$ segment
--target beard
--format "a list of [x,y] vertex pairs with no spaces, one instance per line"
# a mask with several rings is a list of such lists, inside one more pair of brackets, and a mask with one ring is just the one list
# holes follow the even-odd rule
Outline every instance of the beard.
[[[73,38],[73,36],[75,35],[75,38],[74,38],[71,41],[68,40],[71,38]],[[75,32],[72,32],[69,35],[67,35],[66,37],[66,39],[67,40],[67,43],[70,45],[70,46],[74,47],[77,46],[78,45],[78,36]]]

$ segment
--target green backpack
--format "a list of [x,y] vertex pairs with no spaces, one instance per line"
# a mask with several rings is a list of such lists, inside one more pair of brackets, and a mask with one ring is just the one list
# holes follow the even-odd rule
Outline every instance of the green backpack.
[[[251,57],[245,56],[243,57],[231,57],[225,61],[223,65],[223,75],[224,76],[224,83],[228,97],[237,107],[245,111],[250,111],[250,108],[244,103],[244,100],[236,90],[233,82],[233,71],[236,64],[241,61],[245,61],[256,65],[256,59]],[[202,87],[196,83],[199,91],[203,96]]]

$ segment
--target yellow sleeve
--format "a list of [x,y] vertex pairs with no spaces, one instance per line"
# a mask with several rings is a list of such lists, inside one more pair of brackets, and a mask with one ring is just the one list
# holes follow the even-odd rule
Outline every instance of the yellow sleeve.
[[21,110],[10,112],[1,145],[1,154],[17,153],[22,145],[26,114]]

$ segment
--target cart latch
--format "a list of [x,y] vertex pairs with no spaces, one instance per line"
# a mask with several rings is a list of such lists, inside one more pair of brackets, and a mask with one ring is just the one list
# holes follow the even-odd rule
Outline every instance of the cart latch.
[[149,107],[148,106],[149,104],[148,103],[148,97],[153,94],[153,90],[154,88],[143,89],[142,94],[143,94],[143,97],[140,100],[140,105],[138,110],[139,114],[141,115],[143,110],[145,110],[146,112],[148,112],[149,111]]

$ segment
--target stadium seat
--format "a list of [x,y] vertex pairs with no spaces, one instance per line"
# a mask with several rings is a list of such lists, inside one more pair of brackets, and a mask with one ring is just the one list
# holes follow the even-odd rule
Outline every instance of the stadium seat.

■ ■ ■ ■ ■

● **Task**: Please state how many lines above contain the string "backpack", with case counting, and give only the number.

● **Full response**: 2